• [What you are asked to do]
Each line that contains "logo" needs to be copied from the listing.

── Task data

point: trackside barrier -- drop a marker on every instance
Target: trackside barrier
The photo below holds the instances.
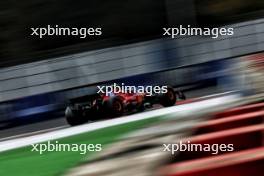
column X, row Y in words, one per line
column 240, row 110
column 244, row 163
column 241, row 139
column 230, row 122
column 242, row 127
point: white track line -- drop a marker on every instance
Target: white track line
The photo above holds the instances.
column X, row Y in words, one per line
column 62, row 133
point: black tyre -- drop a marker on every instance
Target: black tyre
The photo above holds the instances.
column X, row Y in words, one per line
column 74, row 117
column 115, row 106
column 169, row 98
column 181, row 95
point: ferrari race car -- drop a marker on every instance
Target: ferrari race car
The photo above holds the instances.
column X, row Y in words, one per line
column 92, row 107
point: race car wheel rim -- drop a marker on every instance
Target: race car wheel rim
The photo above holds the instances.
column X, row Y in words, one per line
column 170, row 95
column 117, row 106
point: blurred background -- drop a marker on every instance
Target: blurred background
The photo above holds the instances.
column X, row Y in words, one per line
column 38, row 76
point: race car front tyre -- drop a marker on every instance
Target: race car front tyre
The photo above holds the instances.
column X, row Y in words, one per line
column 115, row 106
column 169, row 98
column 74, row 117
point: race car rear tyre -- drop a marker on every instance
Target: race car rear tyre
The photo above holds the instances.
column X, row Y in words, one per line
column 169, row 98
column 74, row 117
column 115, row 106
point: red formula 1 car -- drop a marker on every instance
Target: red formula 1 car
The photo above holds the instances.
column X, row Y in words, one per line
column 93, row 107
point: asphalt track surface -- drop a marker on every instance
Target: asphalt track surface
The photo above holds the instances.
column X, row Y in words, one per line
column 60, row 123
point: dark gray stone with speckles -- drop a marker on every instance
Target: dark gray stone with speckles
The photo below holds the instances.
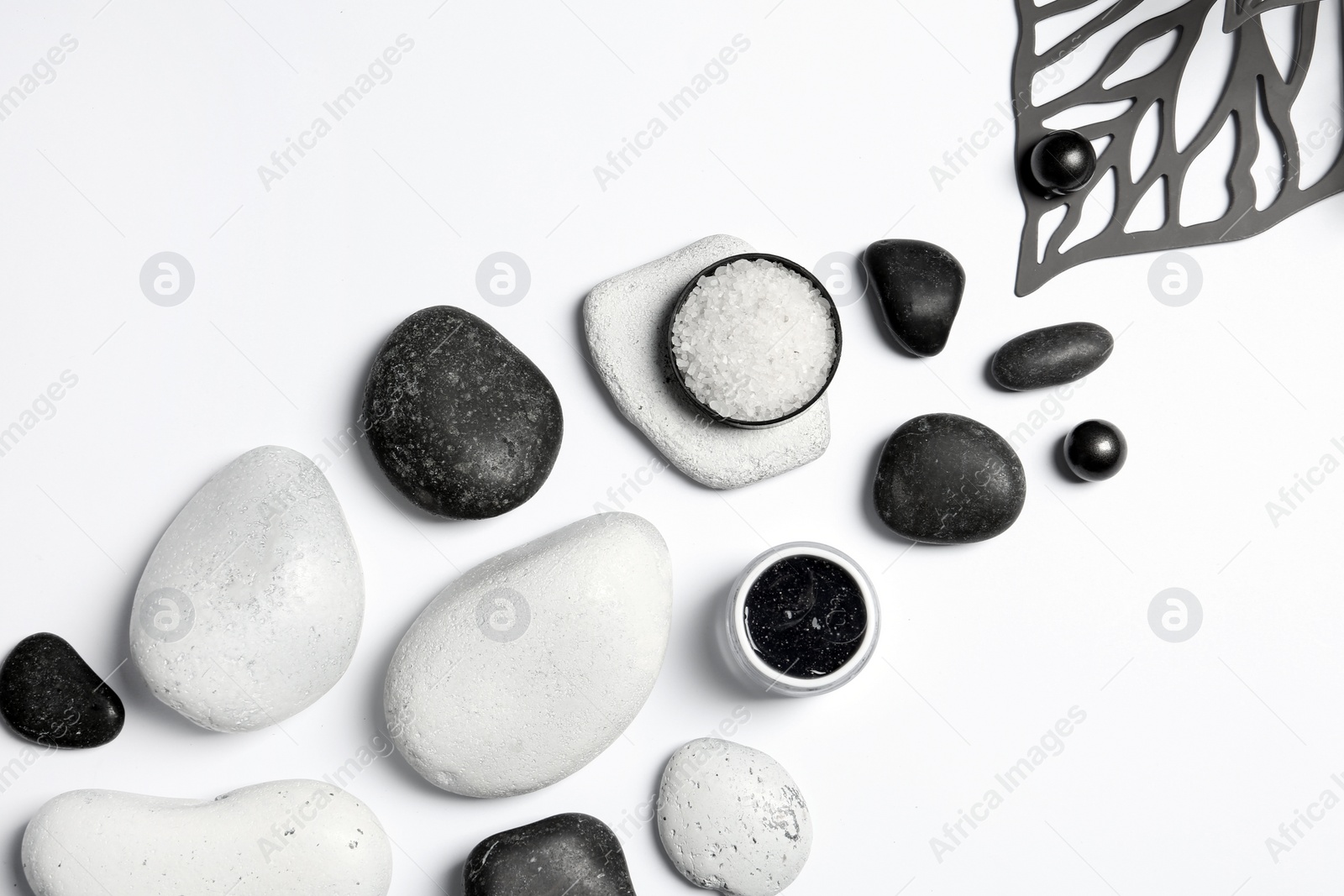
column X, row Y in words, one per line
column 461, row 422
column 918, row 288
column 1052, row 356
column 575, row 855
column 50, row 696
column 948, row 479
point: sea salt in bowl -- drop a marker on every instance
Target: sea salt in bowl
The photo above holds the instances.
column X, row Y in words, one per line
column 754, row 340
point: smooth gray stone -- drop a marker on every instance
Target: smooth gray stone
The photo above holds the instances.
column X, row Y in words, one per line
column 460, row 421
column 1052, row 356
column 948, row 479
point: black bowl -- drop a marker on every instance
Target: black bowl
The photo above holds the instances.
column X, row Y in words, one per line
column 680, row 302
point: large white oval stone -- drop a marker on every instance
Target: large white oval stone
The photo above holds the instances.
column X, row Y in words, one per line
column 732, row 819
column 281, row 837
column 250, row 606
column 526, row 668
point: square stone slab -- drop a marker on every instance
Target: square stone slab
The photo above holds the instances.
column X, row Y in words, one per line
column 624, row 320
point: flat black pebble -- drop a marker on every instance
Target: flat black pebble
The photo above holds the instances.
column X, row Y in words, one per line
column 1052, row 356
column 948, row 479
column 50, row 696
column 1063, row 163
column 461, row 422
column 918, row 288
column 806, row 617
column 573, row 855
column 1095, row 450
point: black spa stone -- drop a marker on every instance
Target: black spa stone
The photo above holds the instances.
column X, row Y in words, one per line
column 918, row 288
column 1063, row 163
column 1052, row 356
column 1095, row 450
column 461, row 422
column 570, row 855
column 806, row 617
column 50, row 696
column 945, row 479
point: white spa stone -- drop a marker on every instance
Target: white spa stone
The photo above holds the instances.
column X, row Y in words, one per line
column 526, row 668
column 625, row 317
column 280, row 837
column 250, row 606
column 732, row 819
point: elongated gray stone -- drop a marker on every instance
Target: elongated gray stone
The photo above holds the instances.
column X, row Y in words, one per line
column 250, row 606
column 526, row 668
column 624, row 318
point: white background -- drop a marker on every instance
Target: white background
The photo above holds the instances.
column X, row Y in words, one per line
column 820, row 140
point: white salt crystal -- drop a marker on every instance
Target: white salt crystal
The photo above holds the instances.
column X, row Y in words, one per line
column 754, row 340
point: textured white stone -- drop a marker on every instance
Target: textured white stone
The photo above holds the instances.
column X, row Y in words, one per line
column 252, row 604
column 526, row 668
column 625, row 317
column 281, row 837
column 732, row 819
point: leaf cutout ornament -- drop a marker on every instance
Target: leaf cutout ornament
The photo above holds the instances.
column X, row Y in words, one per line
column 1253, row 78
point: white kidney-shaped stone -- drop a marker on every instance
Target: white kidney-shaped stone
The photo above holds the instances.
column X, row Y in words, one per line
column 252, row 604
column 281, row 837
column 526, row 668
column 732, row 819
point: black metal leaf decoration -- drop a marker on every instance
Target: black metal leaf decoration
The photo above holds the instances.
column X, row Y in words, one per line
column 1254, row 80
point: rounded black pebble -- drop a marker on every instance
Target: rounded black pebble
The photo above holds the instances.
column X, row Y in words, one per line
column 1052, row 356
column 918, row 288
column 806, row 617
column 575, row 855
column 948, row 479
column 459, row 419
column 1095, row 450
column 50, row 696
column 1063, row 163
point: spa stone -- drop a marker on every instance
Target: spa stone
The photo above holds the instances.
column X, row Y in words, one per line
column 1052, row 356
column 569, row 855
column 50, row 696
column 459, row 419
column 918, row 288
column 945, row 479
column 732, row 820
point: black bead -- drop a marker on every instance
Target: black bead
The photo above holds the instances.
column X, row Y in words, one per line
column 571, row 853
column 50, row 696
column 1063, row 163
column 1095, row 450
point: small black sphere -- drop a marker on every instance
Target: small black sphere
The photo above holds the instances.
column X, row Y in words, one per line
column 1063, row 163
column 1095, row 450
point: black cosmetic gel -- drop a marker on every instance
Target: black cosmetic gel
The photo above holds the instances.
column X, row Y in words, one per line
column 806, row 617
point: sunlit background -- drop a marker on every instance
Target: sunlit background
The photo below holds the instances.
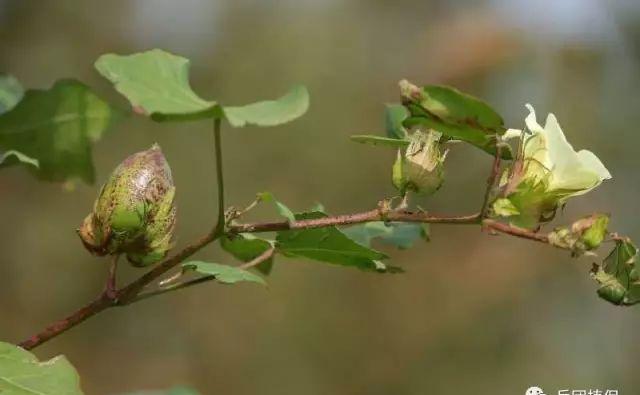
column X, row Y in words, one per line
column 473, row 314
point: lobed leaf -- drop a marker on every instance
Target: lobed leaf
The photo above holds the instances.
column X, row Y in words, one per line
column 394, row 115
column 329, row 245
column 270, row 112
column 399, row 234
column 22, row 374
column 156, row 83
column 223, row 273
column 455, row 114
column 282, row 209
column 246, row 247
column 619, row 274
column 10, row 157
column 11, row 92
column 57, row 127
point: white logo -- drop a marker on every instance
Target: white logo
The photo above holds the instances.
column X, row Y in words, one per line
column 534, row 391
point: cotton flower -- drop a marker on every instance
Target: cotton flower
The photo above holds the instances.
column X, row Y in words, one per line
column 548, row 172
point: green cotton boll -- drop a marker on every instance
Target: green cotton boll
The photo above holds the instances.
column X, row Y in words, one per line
column 584, row 235
column 135, row 212
column 420, row 168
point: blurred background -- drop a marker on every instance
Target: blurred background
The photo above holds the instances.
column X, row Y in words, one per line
column 473, row 314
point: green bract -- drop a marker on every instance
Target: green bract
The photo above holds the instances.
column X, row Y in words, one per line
column 584, row 235
column 547, row 173
column 135, row 212
column 420, row 168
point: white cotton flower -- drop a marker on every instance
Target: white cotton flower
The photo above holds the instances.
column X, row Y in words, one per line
column 549, row 172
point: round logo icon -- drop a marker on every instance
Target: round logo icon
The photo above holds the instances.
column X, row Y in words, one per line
column 534, row 391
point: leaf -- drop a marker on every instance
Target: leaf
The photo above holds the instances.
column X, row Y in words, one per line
column 394, row 115
column 327, row 244
column 379, row 140
column 156, row 83
column 246, row 247
column 17, row 156
column 455, row 114
column 281, row 208
column 399, row 234
column 223, row 273
column 22, row 374
column 58, row 127
column 619, row 275
column 11, row 92
column 270, row 112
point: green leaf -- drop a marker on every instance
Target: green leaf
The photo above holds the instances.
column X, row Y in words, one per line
column 399, row 234
column 11, row 92
column 223, row 273
column 156, row 83
column 327, row 244
column 281, row 208
column 58, row 127
column 379, row 140
column 246, row 247
column 15, row 156
column 619, row 274
column 394, row 115
column 270, row 112
column 455, row 114
column 22, row 374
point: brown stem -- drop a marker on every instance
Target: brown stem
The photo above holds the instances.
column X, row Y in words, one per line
column 515, row 231
column 491, row 181
column 357, row 218
column 131, row 292
column 190, row 283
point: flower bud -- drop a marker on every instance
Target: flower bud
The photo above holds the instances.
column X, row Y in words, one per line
column 420, row 168
column 134, row 213
column 584, row 235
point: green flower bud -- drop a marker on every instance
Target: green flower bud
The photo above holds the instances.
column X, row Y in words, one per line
column 420, row 168
column 135, row 212
column 584, row 235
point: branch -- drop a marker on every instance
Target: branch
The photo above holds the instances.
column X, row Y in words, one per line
column 491, row 181
column 357, row 218
column 190, row 283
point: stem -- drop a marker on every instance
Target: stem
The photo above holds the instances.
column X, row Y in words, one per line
column 515, row 231
column 357, row 218
column 491, row 181
column 219, row 174
column 190, row 283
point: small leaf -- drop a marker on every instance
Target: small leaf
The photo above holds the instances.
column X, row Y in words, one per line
column 327, row 244
column 394, row 115
column 58, row 127
column 223, row 273
column 11, row 92
column 379, row 140
column 281, row 208
column 619, row 275
column 270, row 112
column 22, row 374
column 16, row 156
column 399, row 234
column 455, row 114
column 156, row 83
column 246, row 247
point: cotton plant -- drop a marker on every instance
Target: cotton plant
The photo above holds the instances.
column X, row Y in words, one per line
column 546, row 173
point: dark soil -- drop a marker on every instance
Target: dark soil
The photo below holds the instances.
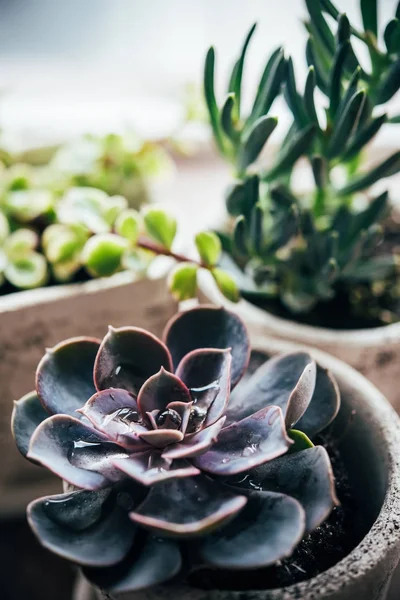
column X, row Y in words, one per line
column 326, row 546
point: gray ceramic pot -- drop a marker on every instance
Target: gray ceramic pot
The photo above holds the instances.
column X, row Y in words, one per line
column 370, row 447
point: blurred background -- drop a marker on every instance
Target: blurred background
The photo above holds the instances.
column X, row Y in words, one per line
column 70, row 67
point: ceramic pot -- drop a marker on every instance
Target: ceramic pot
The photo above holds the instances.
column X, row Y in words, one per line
column 370, row 447
column 33, row 320
column 374, row 352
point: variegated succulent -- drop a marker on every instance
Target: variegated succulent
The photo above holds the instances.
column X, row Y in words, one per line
column 165, row 455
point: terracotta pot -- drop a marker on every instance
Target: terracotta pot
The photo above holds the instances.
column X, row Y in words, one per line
column 370, row 448
column 33, row 320
column 374, row 352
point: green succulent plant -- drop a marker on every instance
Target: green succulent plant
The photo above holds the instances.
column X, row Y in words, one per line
column 305, row 249
column 113, row 163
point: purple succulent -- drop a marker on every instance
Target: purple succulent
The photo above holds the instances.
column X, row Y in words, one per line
column 159, row 445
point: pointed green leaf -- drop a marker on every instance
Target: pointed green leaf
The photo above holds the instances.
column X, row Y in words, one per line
column 227, row 118
column 242, row 196
column 390, row 84
column 255, row 141
column 335, row 83
column 240, row 236
column 392, row 36
column 369, row 12
column 211, row 102
column 270, row 86
column 308, row 99
column 297, row 147
column 235, row 84
column 346, row 124
column 363, row 136
column 313, row 60
column 209, row 247
column 386, row 168
column 325, row 35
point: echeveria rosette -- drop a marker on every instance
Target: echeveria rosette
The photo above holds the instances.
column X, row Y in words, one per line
column 158, row 452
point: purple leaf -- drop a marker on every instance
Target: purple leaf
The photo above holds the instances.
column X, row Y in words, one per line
column 59, row 524
column 64, row 377
column 268, row 530
column 149, row 468
column 209, row 327
column 207, row 374
column 160, row 390
column 184, row 410
column 192, row 506
column 307, row 476
column 75, row 452
column 116, row 413
column 286, row 381
column 196, row 443
column 162, row 437
column 247, row 444
column 127, row 357
column 151, row 563
column 27, row 414
column 324, row 404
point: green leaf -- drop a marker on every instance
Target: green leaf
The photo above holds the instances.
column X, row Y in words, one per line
column 226, row 284
column 386, row 168
column 369, row 12
column 292, row 96
column 182, row 281
column 328, row 7
column 392, row 36
column 344, row 30
column 363, row 136
column 102, row 254
column 160, row 226
column 320, row 170
column 346, row 125
column 27, row 272
column 255, row 141
column 390, row 84
column 128, row 224
column 270, row 86
column 336, row 83
column 209, row 247
column 235, row 84
column 211, row 102
column 242, row 196
column 301, row 441
column 308, row 99
column 256, row 228
column 227, row 119
column 322, row 30
column 297, row 147
column 313, row 60
column 350, row 91
column 240, row 236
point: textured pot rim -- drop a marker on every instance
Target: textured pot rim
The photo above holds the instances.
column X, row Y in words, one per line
column 382, row 540
column 298, row 332
column 374, row 547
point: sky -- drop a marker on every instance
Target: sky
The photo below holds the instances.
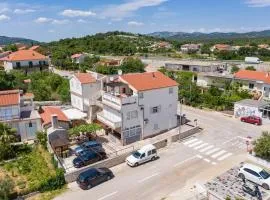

────

• [Result of this task]
point: white logo -- drop a marker on every instance
Target: white logo
point: round logo icon -- drop a marker on every instance
Target: round logo icon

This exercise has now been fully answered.